**DIRECTION:**
Rescale part of the material below: begin at the line that has "Reviewer note: confirm that each instance of the building" and stop after the line that has "[(171, 447)]". Write out every line in that span again with the wording unchanged, multiplying each x, y coordinate in the answers by 1.8 and rounding to whole numbers, with halves going up.
┌────────
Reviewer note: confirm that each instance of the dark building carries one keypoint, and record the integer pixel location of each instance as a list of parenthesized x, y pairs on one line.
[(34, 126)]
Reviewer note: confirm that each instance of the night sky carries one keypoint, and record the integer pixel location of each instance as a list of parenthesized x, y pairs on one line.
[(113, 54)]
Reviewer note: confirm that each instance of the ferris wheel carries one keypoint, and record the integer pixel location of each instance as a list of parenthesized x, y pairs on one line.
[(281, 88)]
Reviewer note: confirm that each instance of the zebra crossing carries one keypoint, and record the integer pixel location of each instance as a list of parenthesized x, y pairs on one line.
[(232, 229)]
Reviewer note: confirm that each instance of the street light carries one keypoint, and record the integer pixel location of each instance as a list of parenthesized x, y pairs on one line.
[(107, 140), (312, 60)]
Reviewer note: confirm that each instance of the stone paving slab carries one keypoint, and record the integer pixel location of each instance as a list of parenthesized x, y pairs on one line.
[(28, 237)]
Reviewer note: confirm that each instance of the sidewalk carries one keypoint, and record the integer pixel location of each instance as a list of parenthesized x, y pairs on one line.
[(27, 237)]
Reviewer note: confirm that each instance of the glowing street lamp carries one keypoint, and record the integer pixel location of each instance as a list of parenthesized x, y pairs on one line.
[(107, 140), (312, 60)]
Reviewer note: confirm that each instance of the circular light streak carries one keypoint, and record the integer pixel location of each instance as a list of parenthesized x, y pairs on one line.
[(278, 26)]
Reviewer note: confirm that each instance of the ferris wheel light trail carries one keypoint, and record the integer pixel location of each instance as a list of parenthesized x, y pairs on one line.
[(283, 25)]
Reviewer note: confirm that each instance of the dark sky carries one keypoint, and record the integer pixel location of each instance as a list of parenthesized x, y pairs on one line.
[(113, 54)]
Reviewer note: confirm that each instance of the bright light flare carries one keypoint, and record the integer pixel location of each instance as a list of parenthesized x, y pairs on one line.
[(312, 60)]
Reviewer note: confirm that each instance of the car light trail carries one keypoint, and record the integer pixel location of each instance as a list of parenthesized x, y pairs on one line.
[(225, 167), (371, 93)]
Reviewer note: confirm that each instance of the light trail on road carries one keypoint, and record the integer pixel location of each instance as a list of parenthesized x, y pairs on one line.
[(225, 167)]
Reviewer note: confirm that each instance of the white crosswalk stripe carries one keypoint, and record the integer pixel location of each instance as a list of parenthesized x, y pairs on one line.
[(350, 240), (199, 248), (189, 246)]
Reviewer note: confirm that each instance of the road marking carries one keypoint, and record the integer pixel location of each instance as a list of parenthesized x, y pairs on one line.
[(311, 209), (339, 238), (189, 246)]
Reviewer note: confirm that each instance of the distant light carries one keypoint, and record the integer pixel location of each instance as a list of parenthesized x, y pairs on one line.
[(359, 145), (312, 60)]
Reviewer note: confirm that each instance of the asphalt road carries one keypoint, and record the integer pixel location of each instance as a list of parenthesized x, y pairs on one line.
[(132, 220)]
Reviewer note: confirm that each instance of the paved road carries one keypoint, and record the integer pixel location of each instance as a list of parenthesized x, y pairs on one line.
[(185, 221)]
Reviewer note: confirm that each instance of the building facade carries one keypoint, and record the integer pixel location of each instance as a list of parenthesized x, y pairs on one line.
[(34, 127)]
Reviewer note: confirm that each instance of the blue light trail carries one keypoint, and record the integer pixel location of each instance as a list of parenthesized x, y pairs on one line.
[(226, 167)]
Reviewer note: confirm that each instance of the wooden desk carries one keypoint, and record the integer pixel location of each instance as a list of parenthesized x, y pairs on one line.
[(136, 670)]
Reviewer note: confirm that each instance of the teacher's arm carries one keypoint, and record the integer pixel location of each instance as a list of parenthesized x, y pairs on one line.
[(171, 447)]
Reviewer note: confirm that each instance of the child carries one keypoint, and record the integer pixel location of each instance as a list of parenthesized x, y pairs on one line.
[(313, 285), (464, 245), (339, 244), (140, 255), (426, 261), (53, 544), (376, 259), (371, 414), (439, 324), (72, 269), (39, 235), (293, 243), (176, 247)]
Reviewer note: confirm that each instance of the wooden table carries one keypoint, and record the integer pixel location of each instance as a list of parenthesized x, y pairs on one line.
└────────
**WORKED SOLUTION:**
Reviewer note: confirm that each instance of the building facade carries one keypoint, and record the integer pixel location of each instance as a list of parenthesized x, y pairs on one line.
[(61, 229)]
Reviewer note: confirm that each instance of the blue light trail carries one keypoint, and record the integer pixel location of each instance as a list of parenthesized x, y pairs on one line.
[(407, 301)]
Reviewer note: confirm that each instance of the wooden desk carries one keypoint, and record the integer pixel location of each instance as a list of parenthesized x, y pairs on one line.
[(245, 1206)]
Reviewer note: confirm that each instance of the teacher's arm carries one keypoint, and record the integer pixel location of each instance as a list of parenthesized x, y pairs on one line.
[(308, 805)]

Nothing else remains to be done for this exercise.